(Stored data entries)
================================
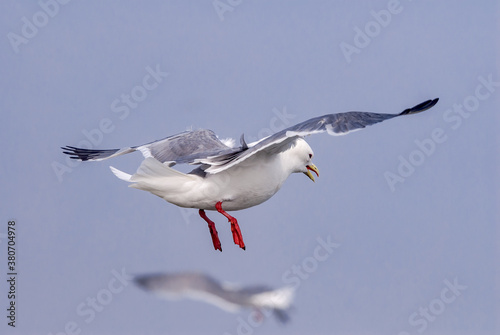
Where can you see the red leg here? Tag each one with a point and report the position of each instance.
(235, 229)
(213, 231)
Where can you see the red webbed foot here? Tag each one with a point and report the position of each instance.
(235, 228)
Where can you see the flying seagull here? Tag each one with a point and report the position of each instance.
(228, 297)
(230, 178)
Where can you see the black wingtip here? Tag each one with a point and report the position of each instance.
(420, 107)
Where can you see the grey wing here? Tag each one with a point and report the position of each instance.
(178, 283)
(181, 148)
(334, 124)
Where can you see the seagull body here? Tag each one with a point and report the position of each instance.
(231, 178)
(229, 297)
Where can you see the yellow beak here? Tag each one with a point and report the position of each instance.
(313, 168)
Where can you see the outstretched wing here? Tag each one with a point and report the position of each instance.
(181, 148)
(334, 124)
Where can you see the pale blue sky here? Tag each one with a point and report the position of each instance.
(399, 246)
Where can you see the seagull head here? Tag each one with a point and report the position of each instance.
(302, 155)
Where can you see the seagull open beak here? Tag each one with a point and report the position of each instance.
(313, 168)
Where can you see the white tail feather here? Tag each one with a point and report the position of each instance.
(120, 174)
(280, 298)
(163, 181)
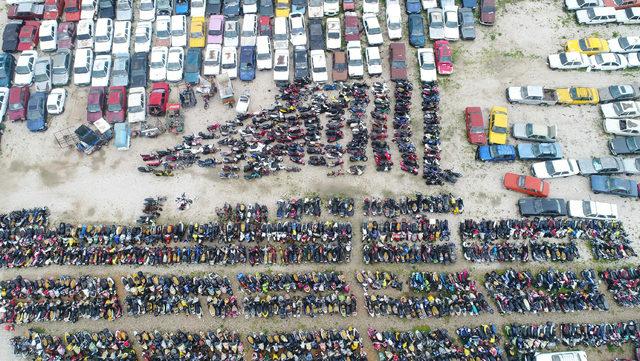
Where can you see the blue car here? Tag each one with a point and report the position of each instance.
(417, 38)
(496, 153)
(192, 66)
(539, 151)
(247, 63)
(37, 112)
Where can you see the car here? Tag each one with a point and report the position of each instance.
(82, 66)
(37, 112)
(600, 165)
(23, 73)
(529, 185)
(599, 15)
(334, 34)
(558, 168)
(496, 153)
(281, 66)
(590, 46)
(139, 70)
(373, 60)
(319, 72)
(18, 100)
(215, 30)
(427, 65)
(487, 12)
(55, 101)
(196, 34)
(625, 145)
(103, 36)
(624, 127)
(48, 35)
(339, 71)
(96, 104)
(623, 109)
(577, 95)
(415, 25)
(398, 61)
(42, 74)
(66, 35)
(474, 121)
(121, 37)
(443, 54)
(229, 63)
(539, 151)
(591, 210)
(540, 207)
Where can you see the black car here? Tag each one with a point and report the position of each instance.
(530, 207)
(10, 36)
(316, 35)
(139, 67)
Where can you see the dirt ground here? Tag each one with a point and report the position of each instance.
(105, 187)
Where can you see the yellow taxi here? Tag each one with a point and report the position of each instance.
(196, 34)
(589, 46)
(578, 95)
(498, 125)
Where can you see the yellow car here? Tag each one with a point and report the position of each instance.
(196, 35)
(589, 46)
(283, 7)
(498, 125)
(578, 96)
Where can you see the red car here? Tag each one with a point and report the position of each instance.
(475, 125)
(18, 100)
(526, 184)
(53, 9)
(158, 99)
(96, 103)
(444, 61)
(28, 37)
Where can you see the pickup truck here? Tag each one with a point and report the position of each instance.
(532, 94)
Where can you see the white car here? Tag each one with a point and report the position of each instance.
(82, 66)
(298, 31)
(624, 126)
(372, 29)
(334, 34)
(281, 65)
(23, 73)
(142, 40)
(592, 210)
(555, 168)
(570, 60)
(599, 15)
(319, 72)
(623, 109)
(104, 36)
(355, 65)
(608, 61)
(175, 64)
(101, 70)
(624, 44)
(211, 63)
(427, 65)
(158, 63)
(147, 10)
(84, 34)
(230, 61)
(178, 30)
(55, 101)
(48, 35)
(136, 105)
(373, 60)
(264, 55)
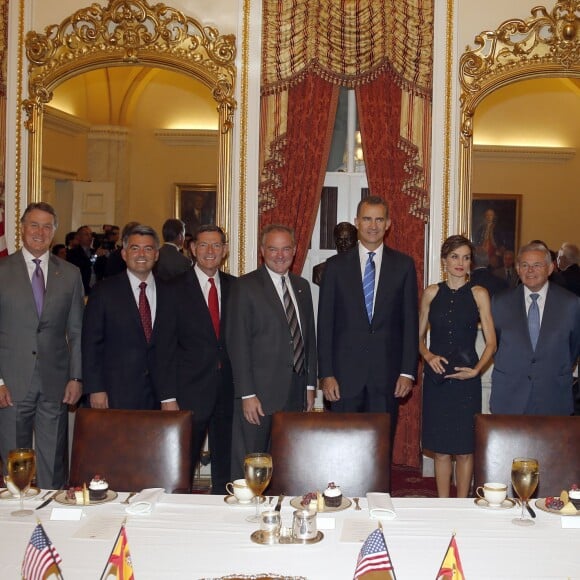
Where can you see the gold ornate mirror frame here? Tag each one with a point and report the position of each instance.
(131, 32)
(545, 45)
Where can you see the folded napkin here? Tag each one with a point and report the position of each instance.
(381, 506)
(144, 502)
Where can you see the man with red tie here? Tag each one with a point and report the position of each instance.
(193, 353)
(120, 333)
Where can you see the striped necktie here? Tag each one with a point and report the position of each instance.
(369, 284)
(294, 328)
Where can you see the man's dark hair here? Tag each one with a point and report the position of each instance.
(172, 229)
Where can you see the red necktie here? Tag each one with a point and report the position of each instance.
(214, 306)
(145, 312)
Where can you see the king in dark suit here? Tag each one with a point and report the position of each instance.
(273, 360)
(118, 351)
(40, 346)
(538, 345)
(368, 337)
(193, 352)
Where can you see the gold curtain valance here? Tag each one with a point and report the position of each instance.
(347, 42)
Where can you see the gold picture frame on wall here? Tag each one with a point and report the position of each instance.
(496, 222)
(196, 204)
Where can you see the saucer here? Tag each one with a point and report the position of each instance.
(32, 492)
(233, 501)
(61, 498)
(506, 504)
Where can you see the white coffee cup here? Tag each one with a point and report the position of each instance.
(240, 490)
(493, 493)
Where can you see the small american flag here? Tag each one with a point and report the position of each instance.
(40, 555)
(374, 557)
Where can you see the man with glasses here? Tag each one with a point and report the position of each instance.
(120, 331)
(272, 344)
(193, 354)
(41, 311)
(538, 332)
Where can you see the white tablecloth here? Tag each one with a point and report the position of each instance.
(197, 536)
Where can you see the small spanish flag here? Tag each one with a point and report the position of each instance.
(451, 568)
(120, 559)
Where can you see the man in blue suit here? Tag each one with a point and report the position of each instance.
(368, 340)
(538, 332)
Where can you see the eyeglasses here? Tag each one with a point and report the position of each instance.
(217, 246)
(534, 266)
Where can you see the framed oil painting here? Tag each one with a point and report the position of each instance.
(495, 224)
(195, 204)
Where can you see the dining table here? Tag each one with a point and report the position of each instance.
(204, 536)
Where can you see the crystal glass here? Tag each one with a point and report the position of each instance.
(258, 472)
(21, 470)
(525, 475)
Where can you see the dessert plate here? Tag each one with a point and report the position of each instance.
(61, 497)
(346, 503)
(506, 504)
(541, 503)
(233, 500)
(32, 492)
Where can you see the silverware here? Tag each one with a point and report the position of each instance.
(128, 498)
(47, 501)
(279, 502)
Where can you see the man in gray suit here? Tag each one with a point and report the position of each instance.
(538, 333)
(273, 358)
(41, 311)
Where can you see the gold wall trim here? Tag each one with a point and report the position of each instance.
(128, 32)
(243, 168)
(547, 44)
(18, 145)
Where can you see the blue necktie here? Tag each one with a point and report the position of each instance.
(534, 319)
(369, 285)
(38, 287)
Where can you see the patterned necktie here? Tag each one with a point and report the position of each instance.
(145, 312)
(214, 306)
(294, 328)
(534, 320)
(369, 284)
(38, 287)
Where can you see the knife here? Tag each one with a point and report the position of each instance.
(279, 502)
(47, 501)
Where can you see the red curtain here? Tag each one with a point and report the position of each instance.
(297, 183)
(390, 165)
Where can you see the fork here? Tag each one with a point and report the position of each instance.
(128, 498)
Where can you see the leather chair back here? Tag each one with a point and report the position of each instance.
(309, 450)
(553, 441)
(133, 450)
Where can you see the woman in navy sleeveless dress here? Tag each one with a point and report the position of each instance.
(452, 382)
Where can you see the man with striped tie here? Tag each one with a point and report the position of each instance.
(367, 320)
(272, 345)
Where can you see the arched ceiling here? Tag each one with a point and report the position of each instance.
(119, 95)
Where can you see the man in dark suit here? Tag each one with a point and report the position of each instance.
(569, 265)
(368, 339)
(538, 333)
(272, 344)
(84, 257)
(41, 310)
(171, 261)
(481, 275)
(197, 369)
(118, 343)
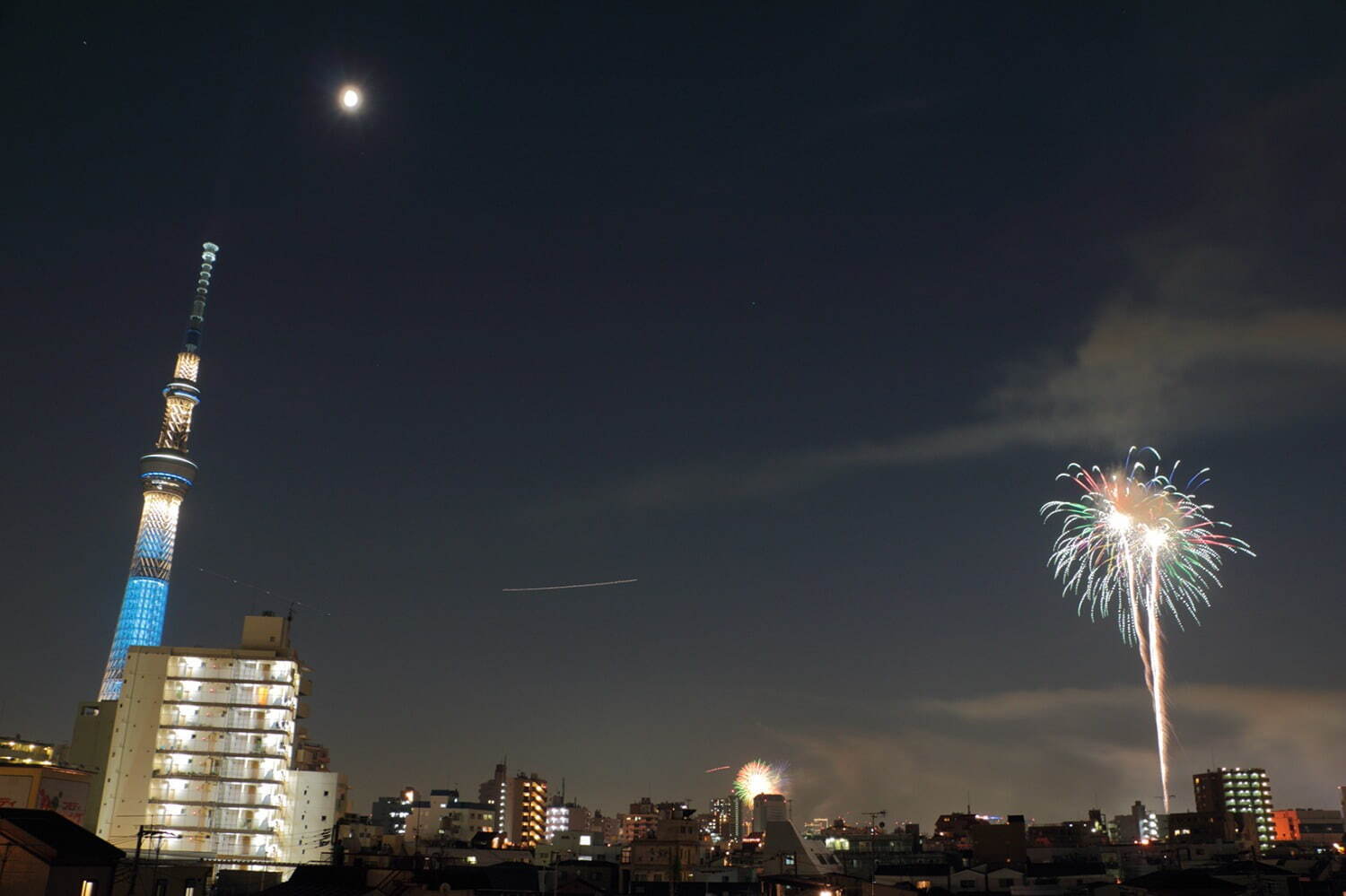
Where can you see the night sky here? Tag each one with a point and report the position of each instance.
(791, 314)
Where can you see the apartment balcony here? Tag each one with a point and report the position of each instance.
(212, 829)
(226, 729)
(217, 804)
(201, 775)
(223, 753)
(213, 680)
(242, 701)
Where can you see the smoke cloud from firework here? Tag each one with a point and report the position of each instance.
(1136, 546)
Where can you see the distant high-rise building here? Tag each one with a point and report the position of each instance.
(815, 828)
(494, 791)
(565, 817)
(202, 748)
(1243, 791)
(527, 809)
(640, 822)
(721, 807)
(166, 476)
(1314, 826)
(1139, 826)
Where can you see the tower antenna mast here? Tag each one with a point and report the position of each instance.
(166, 476)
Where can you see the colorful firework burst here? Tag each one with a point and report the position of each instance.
(759, 777)
(1136, 545)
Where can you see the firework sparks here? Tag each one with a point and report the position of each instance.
(1135, 546)
(756, 778)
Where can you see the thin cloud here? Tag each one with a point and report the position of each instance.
(1211, 333)
(1054, 753)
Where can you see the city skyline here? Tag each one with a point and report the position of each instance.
(751, 307)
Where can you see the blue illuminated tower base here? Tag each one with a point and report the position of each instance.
(166, 475)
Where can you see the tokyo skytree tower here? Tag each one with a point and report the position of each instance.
(166, 475)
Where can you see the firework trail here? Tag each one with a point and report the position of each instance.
(1136, 546)
(587, 584)
(759, 777)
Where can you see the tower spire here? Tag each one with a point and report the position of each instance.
(166, 475)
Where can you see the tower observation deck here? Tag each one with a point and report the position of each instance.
(166, 476)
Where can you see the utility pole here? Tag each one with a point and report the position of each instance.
(135, 863)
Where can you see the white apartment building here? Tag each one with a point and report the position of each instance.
(202, 750)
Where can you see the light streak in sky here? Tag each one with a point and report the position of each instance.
(756, 778)
(587, 584)
(1135, 545)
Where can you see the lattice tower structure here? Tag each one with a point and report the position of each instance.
(166, 476)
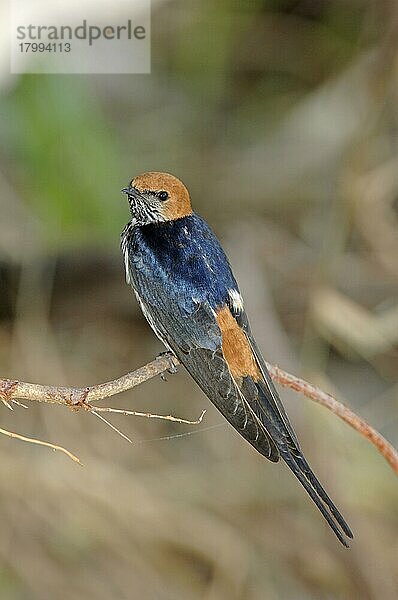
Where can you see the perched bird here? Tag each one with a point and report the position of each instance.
(184, 284)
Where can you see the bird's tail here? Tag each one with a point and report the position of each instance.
(292, 454)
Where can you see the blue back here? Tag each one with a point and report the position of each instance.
(184, 257)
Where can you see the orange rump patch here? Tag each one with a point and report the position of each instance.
(236, 348)
(179, 202)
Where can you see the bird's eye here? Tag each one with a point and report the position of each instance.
(163, 196)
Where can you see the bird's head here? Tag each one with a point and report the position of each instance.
(157, 197)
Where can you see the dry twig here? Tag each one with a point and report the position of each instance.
(81, 398)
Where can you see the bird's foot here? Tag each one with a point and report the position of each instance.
(172, 369)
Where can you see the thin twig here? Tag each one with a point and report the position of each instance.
(339, 409)
(80, 398)
(121, 411)
(40, 443)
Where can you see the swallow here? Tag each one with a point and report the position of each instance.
(185, 287)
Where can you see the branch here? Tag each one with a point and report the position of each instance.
(81, 398)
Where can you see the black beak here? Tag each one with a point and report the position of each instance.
(127, 190)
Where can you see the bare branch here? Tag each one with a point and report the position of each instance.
(23, 438)
(77, 398)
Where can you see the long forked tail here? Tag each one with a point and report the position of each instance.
(308, 480)
(292, 454)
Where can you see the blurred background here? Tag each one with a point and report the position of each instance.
(282, 119)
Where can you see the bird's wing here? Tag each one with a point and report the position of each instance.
(220, 353)
(277, 423)
(196, 341)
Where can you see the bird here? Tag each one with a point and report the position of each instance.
(186, 289)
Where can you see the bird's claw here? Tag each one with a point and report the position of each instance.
(172, 369)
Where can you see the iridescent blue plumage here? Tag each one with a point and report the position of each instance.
(186, 289)
(185, 255)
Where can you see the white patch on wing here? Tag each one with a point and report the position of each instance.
(236, 300)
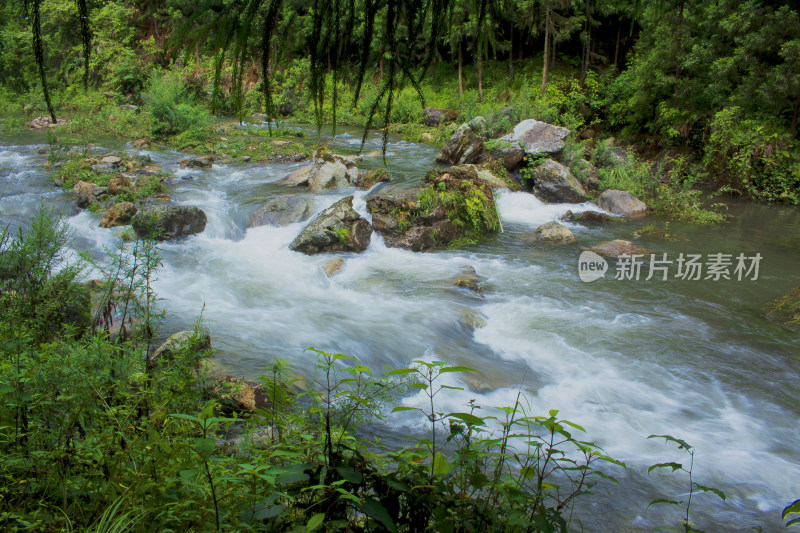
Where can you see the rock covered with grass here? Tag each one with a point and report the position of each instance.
(554, 182)
(326, 171)
(339, 228)
(453, 208)
(165, 222)
(466, 145)
(621, 203)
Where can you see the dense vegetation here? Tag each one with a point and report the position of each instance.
(718, 83)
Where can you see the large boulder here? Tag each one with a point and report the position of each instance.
(326, 171)
(337, 229)
(201, 161)
(85, 192)
(529, 137)
(119, 215)
(369, 179)
(586, 217)
(553, 233)
(621, 203)
(553, 182)
(433, 116)
(454, 205)
(164, 222)
(281, 211)
(618, 247)
(466, 145)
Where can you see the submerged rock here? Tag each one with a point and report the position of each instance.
(528, 138)
(553, 233)
(281, 211)
(465, 146)
(201, 161)
(553, 182)
(586, 217)
(337, 229)
(164, 222)
(433, 116)
(85, 192)
(454, 205)
(333, 266)
(374, 176)
(621, 203)
(119, 215)
(618, 247)
(326, 171)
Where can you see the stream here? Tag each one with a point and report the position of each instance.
(622, 358)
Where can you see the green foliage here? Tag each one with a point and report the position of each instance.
(753, 158)
(686, 524)
(172, 110)
(787, 308)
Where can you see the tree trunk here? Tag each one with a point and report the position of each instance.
(546, 55)
(678, 58)
(460, 76)
(511, 53)
(480, 73)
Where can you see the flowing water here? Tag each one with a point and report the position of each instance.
(625, 359)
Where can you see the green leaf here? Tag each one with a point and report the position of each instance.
(711, 489)
(376, 511)
(670, 438)
(468, 418)
(315, 521)
(205, 447)
(404, 408)
(673, 466)
(401, 371)
(440, 464)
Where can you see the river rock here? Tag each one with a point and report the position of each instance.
(85, 192)
(405, 222)
(621, 203)
(333, 266)
(119, 183)
(553, 233)
(111, 160)
(369, 179)
(337, 229)
(468, 279)
(40, 123)
(198, 344)
(553, 182)
(465, 146)
(141, 144)
(327, 171)
(281, 211)
(165, 221)
(119, 214)
(529, 137)
(618, 247)
(201, 161)
(433, 116)
(586, 217)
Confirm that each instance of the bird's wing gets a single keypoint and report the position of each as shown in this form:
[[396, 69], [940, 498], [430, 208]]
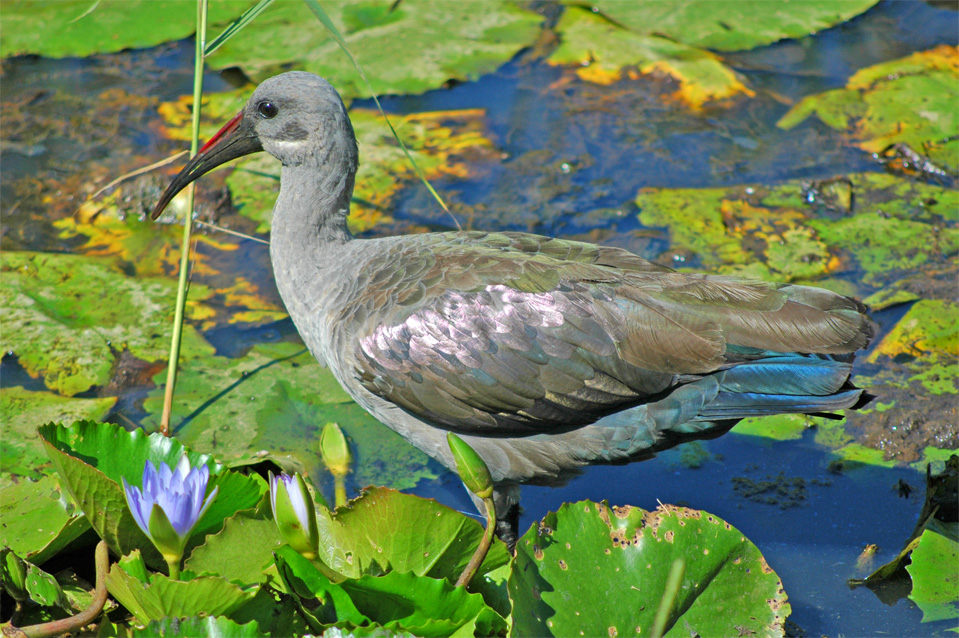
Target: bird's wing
[[513, 333]]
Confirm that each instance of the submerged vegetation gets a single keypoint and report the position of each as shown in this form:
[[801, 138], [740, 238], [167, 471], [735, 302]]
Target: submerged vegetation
[[245, 553]]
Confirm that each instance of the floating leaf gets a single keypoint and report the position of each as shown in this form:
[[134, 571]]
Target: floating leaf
[[271, 404], [212, 626], [23, 411], [934, 572], [78, 28], [604, 51], [218, 555], [39, 519], [404, 48], [396, 601], [727, 590], [67, 316], [153, 597], [91, 459], [730, 26], [907, 101]]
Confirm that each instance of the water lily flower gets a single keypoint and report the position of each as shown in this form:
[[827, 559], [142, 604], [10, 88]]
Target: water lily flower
[[294, 513], [169, 505]]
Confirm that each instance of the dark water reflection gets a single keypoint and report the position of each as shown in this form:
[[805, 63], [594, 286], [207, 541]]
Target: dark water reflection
[[573, 160]]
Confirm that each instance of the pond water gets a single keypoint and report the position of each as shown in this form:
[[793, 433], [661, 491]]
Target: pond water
[[571, 162]]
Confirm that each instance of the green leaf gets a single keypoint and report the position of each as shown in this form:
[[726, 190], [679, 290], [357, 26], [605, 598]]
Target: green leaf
[[588, 556], [26, 581], [604, 51], [395, 601], [158, 597], [270, 405], [410, 47], [906, 101], [730, 26], [39, 519], [21, 450], [79, 28], [91, 459], [254, 533], [934, 572], [209, 626], [68, 316]]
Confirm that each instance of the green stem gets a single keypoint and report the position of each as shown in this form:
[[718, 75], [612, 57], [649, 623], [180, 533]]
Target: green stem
[[339, 490], [674, 581], [74, 623], [201, 12], [480, 554], [174, 566]]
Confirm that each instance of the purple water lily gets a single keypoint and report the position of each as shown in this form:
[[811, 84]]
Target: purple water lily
[[169, 505]]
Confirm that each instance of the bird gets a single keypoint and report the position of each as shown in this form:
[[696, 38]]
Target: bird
[[545, 355]]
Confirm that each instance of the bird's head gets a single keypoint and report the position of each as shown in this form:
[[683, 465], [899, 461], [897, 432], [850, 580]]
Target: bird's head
[[296, 117]]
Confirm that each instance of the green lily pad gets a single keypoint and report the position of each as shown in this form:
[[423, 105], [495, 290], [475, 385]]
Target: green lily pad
[[404, 48], [92, 458], [153, 597], [588, 556], [907, 101], [271, 404], [369, 537], [218, 555], [213, 626], [78, 28], [604, 51], [730, 26], [23, 411], [25, 581], [926, 342], [934, 572], [395, 601], [39, 519], [68, 316]]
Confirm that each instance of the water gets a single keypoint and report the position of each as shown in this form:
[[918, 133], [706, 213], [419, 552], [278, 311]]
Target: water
[[570, 157]]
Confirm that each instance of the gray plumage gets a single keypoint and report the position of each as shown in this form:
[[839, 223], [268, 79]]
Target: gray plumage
[[543, 354]]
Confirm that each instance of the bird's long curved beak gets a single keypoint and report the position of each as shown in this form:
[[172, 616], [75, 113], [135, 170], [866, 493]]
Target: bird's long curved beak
[[234, 140]]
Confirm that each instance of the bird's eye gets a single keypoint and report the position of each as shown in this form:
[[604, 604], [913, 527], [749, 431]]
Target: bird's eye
[[267, 109]]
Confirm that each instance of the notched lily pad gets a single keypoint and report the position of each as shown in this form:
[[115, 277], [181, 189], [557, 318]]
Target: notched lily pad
[[404, 48], [605, 51], [907, 101], [728, 589], [67, 317], [270, 405]]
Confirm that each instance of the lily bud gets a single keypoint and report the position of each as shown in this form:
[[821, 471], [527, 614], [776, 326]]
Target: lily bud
[[294, 513], [471, 468], [335, 450]]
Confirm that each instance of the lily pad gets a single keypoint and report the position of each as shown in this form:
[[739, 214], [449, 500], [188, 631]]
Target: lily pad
[[153, 597], [907, 101], [926, 342], [395, 601], [39, 518], [730, 26], [728, 589], [404, 48], [68, 316], [93, 458], [78, 28], [934, 572], [270, 405], [604, 51], [23, 411]]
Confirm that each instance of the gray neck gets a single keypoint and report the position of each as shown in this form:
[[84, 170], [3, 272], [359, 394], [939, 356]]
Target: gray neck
[[312, 208]]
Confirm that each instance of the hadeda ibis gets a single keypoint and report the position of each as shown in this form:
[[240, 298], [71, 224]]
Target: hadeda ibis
[[544, 354]]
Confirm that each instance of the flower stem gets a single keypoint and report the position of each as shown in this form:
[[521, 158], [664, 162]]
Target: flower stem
[[174, 566]]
================================
- [Problem statement]
Write out the records again from the line with "Confirm that each instance of the notched" to the line with "317], [270, 405]]", both included, keeping the requests as they are. Shift every coordinate in the answers by -117, but leave the format samples unchanged.

- [Task result]
Confirm that each instance of the notched lily pad gets a single keypoint and report the position of each as shown in this form:
[[115, 277], [181, 189], [557, 318]]
Target: notched lily pad
[[287, -69], [488, -66], [790, -16], [611, 472], [-50, 200], [153, 288]]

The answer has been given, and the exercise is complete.